# PROBLEM TO SOLVE
From the entries below, copy every line that has the word "cabinet".

# EXERCISE MATERIALS
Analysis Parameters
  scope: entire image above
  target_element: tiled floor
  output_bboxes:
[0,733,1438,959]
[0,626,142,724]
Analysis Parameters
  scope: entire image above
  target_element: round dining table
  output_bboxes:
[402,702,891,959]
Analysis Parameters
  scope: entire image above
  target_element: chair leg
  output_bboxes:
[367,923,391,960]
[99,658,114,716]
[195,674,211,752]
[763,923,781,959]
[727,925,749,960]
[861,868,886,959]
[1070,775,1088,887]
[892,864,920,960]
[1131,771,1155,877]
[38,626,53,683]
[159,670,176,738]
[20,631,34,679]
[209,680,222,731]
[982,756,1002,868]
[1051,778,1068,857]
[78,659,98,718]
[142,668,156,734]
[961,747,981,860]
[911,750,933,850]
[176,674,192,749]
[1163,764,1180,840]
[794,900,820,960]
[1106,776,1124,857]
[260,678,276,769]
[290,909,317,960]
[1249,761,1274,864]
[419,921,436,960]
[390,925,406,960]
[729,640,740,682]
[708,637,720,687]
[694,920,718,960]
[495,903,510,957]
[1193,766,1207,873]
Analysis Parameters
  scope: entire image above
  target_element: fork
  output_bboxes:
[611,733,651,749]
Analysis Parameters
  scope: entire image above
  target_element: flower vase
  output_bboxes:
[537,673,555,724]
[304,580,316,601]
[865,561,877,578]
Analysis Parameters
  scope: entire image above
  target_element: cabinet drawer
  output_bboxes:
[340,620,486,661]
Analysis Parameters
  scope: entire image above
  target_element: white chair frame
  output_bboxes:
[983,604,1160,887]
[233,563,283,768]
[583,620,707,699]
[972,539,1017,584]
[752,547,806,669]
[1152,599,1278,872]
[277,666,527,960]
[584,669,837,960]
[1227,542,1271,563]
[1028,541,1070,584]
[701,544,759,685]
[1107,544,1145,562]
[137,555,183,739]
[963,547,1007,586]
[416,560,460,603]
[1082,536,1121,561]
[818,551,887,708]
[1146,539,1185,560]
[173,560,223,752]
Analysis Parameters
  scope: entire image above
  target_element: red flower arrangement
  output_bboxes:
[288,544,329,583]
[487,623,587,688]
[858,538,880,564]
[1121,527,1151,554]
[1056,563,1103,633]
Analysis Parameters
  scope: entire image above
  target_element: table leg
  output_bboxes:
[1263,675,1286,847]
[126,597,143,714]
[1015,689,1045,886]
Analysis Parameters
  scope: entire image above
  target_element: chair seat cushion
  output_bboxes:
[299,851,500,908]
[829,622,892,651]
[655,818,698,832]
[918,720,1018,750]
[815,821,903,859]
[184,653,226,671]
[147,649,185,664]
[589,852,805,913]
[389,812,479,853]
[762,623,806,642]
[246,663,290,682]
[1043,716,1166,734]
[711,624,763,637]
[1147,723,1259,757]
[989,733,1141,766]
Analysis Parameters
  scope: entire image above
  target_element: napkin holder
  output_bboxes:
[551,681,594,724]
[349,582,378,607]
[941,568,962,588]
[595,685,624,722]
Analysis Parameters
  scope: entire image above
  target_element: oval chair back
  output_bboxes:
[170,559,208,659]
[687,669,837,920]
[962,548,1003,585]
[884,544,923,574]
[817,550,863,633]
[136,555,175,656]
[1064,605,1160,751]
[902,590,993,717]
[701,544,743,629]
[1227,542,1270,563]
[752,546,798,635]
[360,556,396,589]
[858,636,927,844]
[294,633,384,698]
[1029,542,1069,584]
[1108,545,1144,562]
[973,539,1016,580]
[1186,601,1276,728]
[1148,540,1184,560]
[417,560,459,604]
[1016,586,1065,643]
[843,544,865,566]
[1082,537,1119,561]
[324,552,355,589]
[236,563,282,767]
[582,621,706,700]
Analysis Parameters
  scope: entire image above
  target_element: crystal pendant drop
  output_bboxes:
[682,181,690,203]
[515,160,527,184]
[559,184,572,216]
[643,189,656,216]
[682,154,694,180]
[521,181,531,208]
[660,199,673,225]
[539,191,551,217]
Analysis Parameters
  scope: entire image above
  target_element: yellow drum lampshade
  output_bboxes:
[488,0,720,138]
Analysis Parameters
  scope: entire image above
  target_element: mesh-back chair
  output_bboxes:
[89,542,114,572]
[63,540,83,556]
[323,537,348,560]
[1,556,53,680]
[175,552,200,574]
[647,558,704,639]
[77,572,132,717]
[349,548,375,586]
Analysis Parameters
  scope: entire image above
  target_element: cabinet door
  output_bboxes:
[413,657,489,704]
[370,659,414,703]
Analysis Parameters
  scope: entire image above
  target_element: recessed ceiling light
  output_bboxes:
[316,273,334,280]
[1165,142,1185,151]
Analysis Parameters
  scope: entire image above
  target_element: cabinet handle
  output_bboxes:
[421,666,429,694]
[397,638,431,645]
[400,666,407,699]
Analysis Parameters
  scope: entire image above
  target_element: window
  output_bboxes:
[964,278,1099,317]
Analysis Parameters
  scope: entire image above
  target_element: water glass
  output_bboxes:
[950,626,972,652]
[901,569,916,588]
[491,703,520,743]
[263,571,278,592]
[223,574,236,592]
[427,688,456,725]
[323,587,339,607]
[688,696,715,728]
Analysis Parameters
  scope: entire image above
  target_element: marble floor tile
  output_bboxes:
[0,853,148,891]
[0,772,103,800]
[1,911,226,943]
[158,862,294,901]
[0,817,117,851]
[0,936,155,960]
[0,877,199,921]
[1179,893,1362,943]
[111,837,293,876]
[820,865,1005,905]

# RESULT OF THIS TASK
  target_element: cabinet drawer
  target_element: cabinet door
  target_element: cabinet handle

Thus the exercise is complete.